# What the task requires
The number of lines holding "shovel" is all you should give; count them in the records below.
═════ Excerpted data
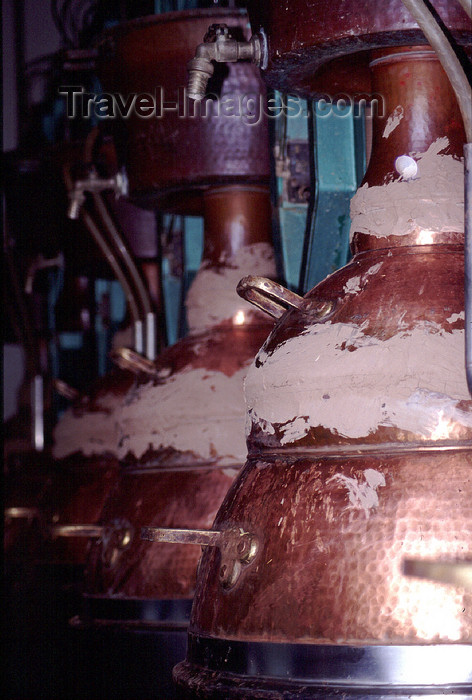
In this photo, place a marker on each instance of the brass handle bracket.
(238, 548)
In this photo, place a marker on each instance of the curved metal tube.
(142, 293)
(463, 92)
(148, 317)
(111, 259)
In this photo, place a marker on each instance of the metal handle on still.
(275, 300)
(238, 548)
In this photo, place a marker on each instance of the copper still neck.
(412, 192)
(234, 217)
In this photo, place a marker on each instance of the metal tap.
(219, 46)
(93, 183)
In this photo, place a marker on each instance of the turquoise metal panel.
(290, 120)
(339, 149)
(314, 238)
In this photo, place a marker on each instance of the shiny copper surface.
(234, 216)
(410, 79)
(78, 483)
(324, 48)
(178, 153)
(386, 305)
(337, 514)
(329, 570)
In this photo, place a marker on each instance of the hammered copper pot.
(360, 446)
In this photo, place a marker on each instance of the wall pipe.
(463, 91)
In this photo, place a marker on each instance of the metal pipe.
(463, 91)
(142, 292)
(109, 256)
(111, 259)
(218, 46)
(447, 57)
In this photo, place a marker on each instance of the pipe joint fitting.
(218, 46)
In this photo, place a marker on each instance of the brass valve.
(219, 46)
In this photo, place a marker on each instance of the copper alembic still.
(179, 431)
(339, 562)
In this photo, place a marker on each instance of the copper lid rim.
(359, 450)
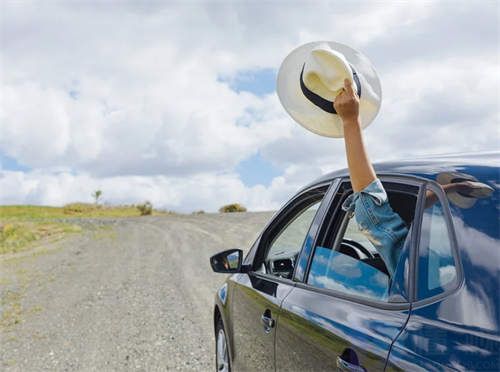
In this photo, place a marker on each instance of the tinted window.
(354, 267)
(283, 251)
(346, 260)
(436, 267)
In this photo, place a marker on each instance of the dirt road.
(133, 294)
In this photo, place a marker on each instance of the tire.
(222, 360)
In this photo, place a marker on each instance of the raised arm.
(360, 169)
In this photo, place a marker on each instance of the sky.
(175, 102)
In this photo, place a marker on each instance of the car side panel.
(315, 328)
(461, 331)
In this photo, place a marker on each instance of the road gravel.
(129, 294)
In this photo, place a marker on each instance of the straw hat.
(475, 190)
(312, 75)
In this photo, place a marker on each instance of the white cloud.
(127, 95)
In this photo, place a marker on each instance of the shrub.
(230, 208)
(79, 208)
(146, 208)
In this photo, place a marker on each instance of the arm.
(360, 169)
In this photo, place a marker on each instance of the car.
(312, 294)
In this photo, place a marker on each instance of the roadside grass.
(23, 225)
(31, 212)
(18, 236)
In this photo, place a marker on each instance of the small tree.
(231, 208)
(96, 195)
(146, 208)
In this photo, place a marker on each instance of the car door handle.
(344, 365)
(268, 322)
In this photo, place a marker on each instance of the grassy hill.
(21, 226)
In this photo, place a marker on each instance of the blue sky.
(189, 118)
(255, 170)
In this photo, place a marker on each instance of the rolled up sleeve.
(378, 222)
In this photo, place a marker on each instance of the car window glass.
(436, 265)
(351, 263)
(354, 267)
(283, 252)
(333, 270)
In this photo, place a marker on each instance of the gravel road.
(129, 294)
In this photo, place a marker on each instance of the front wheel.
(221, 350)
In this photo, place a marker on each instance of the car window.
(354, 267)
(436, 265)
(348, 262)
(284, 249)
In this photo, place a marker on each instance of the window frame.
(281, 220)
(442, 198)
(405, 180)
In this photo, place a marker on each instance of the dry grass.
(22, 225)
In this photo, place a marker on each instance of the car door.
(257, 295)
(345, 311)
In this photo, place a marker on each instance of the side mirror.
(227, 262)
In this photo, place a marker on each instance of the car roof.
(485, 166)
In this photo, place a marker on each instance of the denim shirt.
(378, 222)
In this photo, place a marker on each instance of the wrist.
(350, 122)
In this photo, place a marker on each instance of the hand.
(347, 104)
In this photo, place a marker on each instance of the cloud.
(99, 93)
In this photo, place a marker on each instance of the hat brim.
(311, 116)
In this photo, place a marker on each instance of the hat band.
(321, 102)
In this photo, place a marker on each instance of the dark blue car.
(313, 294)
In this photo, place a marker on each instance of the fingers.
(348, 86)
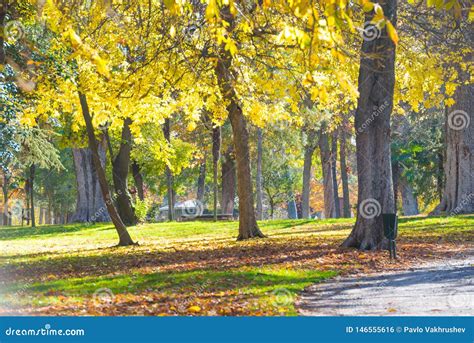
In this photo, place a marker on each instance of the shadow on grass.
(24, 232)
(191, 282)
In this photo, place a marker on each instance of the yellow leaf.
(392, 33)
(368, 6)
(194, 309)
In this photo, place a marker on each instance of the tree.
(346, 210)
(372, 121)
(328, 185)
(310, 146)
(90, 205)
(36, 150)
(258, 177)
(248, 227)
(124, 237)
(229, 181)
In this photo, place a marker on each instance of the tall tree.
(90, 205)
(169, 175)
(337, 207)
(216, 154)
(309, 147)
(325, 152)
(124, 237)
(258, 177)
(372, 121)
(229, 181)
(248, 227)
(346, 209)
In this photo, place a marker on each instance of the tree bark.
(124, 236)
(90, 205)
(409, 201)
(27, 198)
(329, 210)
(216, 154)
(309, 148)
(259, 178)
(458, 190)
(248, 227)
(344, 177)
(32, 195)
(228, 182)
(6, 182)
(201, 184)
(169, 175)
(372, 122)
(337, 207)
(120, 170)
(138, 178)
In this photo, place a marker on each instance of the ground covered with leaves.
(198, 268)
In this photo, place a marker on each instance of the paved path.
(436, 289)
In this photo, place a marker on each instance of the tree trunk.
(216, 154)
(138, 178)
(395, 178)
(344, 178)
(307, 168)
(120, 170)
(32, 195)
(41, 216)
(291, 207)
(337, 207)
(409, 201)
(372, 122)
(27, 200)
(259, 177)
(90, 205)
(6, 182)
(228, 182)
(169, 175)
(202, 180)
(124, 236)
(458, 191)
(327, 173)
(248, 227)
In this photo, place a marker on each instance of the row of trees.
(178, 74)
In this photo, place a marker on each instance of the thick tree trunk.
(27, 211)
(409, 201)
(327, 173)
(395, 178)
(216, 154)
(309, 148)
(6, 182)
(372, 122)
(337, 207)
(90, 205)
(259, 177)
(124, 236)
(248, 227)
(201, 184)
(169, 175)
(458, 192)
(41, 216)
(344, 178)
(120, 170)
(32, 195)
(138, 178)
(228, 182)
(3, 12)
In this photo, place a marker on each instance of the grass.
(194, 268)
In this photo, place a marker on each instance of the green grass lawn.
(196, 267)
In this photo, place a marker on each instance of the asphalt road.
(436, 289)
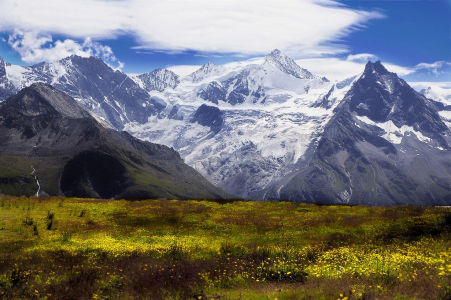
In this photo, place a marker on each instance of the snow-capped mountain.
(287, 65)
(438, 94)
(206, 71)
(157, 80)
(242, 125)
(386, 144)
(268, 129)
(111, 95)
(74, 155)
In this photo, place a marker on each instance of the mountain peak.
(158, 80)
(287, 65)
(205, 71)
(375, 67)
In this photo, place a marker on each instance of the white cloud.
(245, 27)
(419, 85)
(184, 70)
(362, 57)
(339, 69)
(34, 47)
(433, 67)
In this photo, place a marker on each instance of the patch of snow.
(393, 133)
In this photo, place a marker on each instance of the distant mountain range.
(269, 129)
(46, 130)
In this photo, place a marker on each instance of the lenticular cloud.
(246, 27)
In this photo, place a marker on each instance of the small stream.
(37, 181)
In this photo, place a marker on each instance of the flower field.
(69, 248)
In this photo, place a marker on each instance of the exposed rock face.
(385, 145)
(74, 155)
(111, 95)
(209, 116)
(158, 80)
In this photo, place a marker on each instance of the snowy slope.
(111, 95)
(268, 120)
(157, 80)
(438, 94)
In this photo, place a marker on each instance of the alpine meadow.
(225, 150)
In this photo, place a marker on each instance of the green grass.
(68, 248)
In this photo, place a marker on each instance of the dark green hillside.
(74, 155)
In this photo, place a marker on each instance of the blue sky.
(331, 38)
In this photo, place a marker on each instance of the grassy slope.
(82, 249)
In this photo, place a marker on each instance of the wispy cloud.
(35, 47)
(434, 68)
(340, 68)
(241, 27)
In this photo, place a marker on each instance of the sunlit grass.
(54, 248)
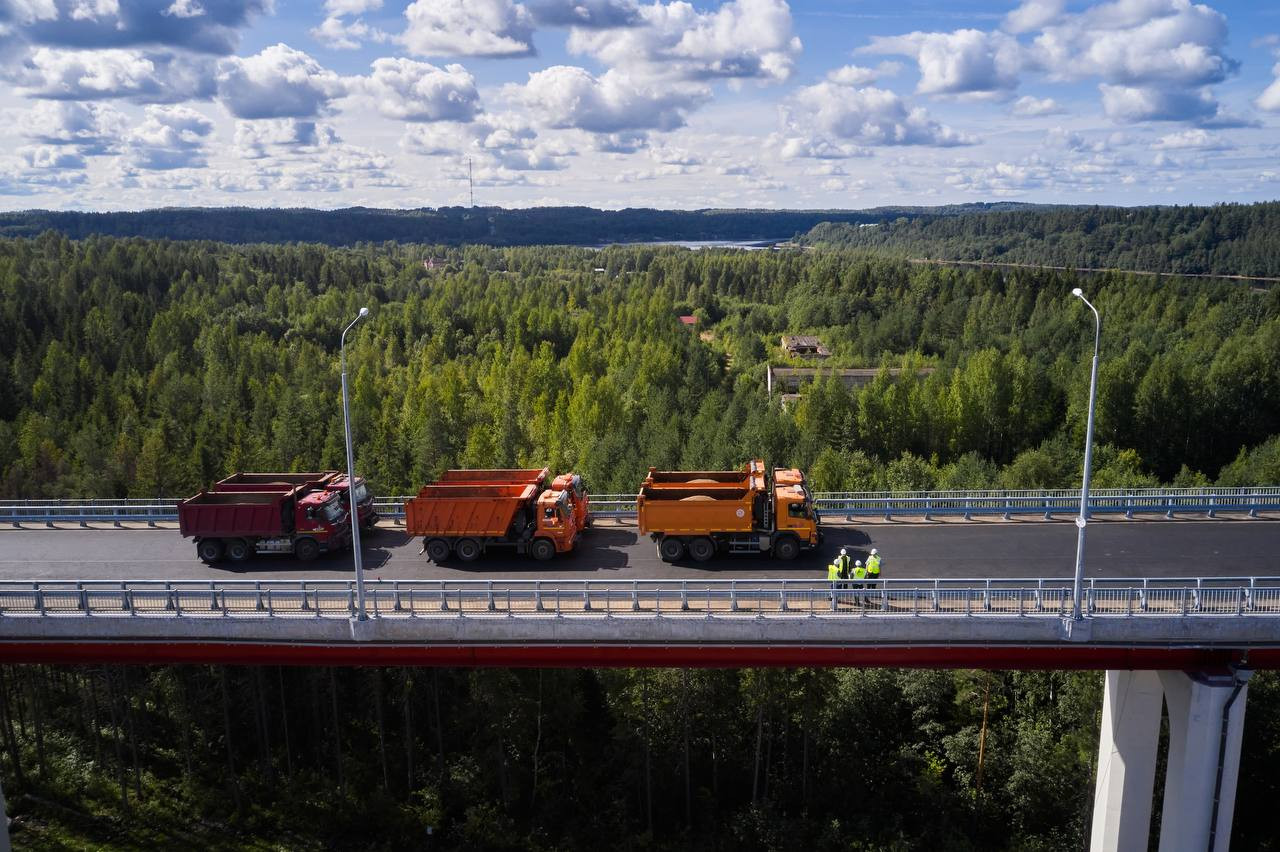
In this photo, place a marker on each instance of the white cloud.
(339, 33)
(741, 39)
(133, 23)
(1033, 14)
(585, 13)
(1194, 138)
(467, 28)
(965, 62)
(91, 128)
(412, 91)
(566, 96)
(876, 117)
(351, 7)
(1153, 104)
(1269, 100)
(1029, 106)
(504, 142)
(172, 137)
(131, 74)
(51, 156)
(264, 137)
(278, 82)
══════════
═════ Excerpted data
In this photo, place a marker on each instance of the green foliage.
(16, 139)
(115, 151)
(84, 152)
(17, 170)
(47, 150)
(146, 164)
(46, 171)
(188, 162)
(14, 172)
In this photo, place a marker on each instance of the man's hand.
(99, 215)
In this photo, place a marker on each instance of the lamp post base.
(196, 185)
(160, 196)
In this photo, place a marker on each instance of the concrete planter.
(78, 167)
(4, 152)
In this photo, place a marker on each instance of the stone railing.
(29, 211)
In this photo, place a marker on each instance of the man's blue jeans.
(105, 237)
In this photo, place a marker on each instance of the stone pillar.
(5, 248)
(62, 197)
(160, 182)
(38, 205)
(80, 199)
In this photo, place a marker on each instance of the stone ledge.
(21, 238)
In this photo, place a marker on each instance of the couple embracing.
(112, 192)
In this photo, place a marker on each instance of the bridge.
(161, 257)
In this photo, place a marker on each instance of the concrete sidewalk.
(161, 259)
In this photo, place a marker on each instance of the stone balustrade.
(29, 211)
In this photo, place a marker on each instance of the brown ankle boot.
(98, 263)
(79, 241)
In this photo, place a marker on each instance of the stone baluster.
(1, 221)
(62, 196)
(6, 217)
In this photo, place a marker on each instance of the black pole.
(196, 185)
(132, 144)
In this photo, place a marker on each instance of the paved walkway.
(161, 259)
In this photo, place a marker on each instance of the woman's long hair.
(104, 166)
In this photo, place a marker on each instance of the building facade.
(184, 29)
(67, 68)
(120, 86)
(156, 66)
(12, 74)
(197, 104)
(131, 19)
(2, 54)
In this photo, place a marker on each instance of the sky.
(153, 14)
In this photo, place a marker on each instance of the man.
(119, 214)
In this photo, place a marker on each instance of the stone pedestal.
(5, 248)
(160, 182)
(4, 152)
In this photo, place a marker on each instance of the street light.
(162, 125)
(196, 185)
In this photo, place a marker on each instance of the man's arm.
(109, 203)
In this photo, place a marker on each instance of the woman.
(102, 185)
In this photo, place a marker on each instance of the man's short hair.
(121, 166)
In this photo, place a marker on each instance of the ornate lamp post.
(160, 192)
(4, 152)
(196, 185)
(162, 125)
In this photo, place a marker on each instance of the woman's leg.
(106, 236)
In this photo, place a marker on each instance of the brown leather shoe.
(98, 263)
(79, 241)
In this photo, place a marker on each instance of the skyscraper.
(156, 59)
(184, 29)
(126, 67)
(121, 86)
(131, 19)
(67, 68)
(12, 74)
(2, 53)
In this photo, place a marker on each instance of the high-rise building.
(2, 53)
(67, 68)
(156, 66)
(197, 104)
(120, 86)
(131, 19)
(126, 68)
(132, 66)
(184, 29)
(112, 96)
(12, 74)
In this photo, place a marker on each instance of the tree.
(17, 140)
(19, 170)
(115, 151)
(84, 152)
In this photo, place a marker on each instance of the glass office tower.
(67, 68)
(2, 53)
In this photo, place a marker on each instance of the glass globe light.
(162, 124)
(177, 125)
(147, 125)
══════════
═════ Excerpted data
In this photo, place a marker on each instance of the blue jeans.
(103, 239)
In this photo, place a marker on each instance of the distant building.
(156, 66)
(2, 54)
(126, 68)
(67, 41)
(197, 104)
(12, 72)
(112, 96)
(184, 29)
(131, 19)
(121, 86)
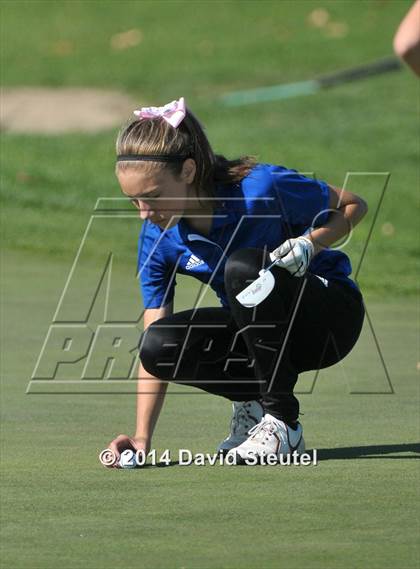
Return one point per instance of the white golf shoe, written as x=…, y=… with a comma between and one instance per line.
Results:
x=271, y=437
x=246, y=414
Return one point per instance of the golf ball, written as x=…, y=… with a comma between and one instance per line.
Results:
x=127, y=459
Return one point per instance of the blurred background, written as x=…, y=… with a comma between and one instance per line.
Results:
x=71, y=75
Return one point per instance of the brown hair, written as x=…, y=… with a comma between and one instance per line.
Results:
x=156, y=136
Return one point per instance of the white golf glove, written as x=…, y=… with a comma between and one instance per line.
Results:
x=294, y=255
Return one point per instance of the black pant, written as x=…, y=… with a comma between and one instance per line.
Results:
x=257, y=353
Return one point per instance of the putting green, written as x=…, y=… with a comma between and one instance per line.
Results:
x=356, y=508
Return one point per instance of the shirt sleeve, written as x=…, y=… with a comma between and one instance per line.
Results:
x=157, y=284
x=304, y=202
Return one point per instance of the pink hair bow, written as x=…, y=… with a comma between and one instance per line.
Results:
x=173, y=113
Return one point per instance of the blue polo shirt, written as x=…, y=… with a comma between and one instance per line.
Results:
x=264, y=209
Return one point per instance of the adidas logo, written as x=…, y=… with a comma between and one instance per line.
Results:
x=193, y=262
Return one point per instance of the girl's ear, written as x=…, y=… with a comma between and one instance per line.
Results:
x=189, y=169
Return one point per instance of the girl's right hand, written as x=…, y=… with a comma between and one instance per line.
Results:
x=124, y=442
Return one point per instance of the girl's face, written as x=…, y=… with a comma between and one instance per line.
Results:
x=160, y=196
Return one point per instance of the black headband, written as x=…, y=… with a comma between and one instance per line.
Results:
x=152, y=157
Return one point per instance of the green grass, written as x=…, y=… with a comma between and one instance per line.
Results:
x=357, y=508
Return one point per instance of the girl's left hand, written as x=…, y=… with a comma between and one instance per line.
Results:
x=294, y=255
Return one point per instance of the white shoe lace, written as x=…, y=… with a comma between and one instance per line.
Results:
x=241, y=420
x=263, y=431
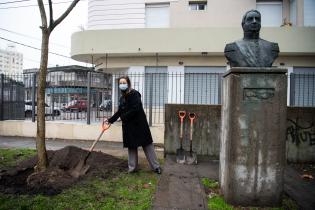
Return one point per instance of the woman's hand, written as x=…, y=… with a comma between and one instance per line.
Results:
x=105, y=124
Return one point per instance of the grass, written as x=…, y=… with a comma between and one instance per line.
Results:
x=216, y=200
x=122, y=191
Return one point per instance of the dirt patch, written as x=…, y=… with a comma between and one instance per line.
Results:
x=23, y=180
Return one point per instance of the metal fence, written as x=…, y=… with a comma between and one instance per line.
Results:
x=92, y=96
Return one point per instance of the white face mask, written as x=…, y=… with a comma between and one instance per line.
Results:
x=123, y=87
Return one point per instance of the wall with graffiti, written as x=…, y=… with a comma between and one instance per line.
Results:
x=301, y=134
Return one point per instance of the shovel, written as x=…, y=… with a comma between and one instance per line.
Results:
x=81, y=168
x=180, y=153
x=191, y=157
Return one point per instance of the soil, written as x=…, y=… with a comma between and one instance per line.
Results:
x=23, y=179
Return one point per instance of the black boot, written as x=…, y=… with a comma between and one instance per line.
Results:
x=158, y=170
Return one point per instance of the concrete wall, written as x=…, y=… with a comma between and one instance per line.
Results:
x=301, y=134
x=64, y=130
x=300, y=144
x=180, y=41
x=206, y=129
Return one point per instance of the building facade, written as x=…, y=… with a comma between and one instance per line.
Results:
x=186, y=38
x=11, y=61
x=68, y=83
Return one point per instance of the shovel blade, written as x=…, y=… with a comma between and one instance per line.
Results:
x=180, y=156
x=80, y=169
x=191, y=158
══════════
# Task response
2